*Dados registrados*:
---------------

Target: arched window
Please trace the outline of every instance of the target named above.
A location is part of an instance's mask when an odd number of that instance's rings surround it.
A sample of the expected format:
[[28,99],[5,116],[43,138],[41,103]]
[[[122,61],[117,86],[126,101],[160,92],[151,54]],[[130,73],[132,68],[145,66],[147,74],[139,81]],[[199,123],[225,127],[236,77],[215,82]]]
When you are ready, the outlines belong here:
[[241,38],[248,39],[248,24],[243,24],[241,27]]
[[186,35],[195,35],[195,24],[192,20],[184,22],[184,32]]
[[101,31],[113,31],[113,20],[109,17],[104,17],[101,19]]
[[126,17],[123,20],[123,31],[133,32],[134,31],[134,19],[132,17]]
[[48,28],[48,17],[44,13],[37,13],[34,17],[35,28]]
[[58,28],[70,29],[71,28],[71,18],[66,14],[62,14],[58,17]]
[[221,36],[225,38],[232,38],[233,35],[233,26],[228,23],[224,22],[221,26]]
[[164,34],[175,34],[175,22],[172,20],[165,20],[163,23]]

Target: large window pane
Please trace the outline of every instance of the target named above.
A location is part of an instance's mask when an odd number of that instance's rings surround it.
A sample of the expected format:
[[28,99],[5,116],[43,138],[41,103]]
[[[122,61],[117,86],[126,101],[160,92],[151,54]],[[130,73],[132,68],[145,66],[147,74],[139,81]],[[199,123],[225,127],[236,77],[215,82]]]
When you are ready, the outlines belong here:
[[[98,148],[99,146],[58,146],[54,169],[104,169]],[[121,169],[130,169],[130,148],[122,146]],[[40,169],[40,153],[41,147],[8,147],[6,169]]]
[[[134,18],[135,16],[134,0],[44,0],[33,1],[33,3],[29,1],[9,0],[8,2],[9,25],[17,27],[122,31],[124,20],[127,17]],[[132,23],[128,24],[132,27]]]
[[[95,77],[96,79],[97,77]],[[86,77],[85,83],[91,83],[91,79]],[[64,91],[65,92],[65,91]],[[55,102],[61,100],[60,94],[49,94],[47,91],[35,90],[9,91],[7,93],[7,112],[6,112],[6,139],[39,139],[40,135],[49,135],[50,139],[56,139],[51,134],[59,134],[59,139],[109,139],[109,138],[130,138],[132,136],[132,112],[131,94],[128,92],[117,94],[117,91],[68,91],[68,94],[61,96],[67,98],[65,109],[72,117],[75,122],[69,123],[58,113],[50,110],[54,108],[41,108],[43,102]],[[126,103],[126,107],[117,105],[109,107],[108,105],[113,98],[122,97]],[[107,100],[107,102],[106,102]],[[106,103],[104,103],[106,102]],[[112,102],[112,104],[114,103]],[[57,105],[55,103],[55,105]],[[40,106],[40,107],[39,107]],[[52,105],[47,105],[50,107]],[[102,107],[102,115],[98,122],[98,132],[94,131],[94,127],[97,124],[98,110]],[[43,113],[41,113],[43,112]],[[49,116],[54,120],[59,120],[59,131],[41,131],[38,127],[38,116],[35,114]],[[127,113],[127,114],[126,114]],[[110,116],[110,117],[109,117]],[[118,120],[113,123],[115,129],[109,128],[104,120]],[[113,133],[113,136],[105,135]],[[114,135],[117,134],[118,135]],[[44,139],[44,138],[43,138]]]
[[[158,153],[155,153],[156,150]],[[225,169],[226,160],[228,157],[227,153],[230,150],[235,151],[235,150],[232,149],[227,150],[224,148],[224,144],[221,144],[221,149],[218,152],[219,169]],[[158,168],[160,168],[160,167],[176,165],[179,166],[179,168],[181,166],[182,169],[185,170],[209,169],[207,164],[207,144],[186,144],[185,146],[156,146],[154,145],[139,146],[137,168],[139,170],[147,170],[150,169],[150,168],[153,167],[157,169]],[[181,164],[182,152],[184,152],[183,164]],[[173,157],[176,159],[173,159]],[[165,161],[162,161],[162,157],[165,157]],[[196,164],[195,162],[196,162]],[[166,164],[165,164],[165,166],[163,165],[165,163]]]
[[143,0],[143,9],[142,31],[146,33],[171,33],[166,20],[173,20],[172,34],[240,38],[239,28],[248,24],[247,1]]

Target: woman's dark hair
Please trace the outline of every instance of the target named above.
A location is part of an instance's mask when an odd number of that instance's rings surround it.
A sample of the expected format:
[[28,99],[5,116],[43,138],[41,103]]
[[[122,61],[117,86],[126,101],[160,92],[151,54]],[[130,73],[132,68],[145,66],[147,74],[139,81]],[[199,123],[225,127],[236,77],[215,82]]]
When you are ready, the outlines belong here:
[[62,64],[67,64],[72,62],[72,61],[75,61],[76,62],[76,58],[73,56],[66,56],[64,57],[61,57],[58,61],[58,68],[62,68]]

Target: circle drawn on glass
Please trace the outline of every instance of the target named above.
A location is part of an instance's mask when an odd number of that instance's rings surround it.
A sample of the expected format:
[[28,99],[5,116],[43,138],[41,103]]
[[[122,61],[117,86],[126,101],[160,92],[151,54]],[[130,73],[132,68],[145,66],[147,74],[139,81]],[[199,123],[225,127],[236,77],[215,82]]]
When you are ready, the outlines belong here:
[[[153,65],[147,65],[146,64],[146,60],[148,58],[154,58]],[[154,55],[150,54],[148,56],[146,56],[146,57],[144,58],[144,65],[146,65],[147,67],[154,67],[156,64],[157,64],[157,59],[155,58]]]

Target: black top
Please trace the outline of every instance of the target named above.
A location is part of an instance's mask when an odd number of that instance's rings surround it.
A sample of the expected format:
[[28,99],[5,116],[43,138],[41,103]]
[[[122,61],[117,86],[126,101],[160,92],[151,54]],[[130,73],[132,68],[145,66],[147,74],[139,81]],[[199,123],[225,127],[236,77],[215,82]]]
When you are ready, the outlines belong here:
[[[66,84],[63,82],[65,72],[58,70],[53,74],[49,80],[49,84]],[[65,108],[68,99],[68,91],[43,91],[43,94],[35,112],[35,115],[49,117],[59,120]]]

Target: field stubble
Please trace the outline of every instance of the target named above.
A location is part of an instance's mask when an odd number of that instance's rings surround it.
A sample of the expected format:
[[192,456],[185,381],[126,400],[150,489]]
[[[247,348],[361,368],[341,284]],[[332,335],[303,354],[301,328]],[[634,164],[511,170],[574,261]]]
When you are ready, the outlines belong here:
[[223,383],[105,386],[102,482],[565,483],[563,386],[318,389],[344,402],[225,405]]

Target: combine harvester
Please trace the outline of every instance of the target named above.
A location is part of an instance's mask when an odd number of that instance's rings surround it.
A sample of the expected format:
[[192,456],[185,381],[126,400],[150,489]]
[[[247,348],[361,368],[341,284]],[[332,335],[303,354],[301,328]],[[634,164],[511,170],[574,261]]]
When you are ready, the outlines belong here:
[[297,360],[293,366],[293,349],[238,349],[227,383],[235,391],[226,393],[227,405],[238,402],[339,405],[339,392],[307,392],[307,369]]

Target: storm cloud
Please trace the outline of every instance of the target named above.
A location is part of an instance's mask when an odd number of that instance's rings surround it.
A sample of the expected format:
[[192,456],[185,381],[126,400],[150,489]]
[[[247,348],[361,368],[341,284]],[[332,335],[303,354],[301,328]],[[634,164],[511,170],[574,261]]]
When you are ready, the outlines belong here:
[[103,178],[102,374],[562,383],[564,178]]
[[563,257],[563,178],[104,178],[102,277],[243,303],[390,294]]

---------------

*O que se pede*:
Selecione nas linhas acima todas as que contêm a palavra "window".

*Resultado da tarefa*:
Target: arched window
Target: large window pane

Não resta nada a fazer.